* The data:
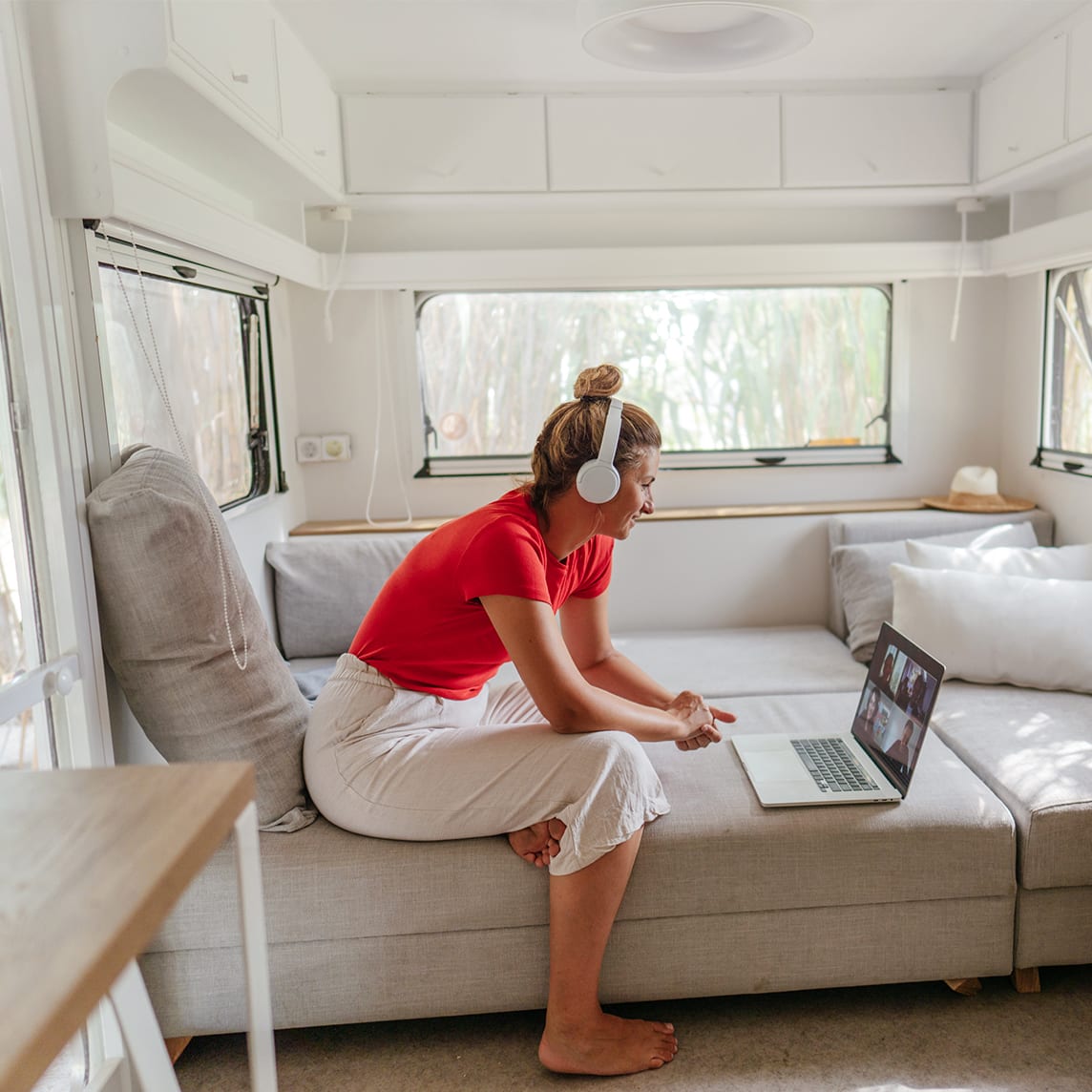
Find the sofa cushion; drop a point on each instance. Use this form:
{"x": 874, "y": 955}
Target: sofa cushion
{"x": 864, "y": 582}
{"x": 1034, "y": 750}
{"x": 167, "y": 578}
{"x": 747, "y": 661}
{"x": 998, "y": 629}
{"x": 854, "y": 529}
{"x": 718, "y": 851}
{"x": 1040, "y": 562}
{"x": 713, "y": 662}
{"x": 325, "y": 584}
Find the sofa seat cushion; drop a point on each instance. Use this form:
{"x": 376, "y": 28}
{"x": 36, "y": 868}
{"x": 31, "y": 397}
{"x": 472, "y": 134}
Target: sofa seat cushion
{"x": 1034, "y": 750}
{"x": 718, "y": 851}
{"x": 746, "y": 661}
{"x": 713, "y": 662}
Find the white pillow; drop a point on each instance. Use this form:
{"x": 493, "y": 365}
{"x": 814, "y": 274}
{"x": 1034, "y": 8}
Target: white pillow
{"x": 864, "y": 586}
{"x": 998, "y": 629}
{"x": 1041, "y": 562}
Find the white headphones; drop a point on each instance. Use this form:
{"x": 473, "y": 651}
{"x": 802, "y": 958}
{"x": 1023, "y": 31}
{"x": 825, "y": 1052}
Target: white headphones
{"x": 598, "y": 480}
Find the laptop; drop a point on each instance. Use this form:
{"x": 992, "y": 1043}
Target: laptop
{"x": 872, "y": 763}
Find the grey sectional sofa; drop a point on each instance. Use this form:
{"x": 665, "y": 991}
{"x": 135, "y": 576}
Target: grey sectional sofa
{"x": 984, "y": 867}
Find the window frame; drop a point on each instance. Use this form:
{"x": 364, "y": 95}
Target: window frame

* Task to carry out: Copy all of the data above word for word, leaving out the picture.

* Written answer:
Find the sofa cushion; drop a point on each instance. Use this form:
{"x": 874, "y": 955}
Target: sofa cushion
{"x": 864, "y": 582}
{"x": 1034, "y": 750}
{"x": 167, "y": 578}
{"x": 747, "y": 661}
{"x": 998, "y": 629}
{"x": 854, "y": 529}
{"x": 718, "y": 851}
{"x": 1040, "y": 562}
{"x": 713, "y": 662}
{"x": 325, "y": 584}
Find the sofa seat cushion; drop a point on each instance. Use this form:
{"x": 376, "y": 28}
{"x": 36, "y": 868}
{"x": 31, "y": 397}
{"x": 472, "y": 134}
Target: sofa seat cushion
{"x": 1034, "y": 750}
{"x": 718, "y": 851}
{"x": 746, "y": 661}
{"x": 713, "y": 662}
Find the white pillow; drop a point on each instance. Use this form:
{"x": 493, "y": 365}
{"x": 814, "y": 274}
{"x": 1034, "y": 8}
Target: white pillow
{"x": 864, "y": 586}
{"x": 998, "y": 629}
{"x": 1041, "y": 562}
Find the white headphones; drop a point on each instance. Use this form:
{"x": 473, "y": 651}
{"x": 802, "y": 958}
{"x": 1023, "y": 31}
{"x": 825, "y": 1052}
Target: white headphones
{"x": 598, "y": 480}
Find the laptop; drop a point on each instance. Use this form:
{"x": 992, "y": 1043}
Target: laptop
{"x": 872, "y": 763}
Find the grey sectional sofa; drop a point on each instance. Use this form:
{"x": 665, "y": 991}
{"x": 135, "y": 576}
Target: grey sectional sofa
{"x": 984, "y": 867}
Find the window frame; drop a point on each instance. Use this form:
{"x": 364, "y": 95}
Target: window frame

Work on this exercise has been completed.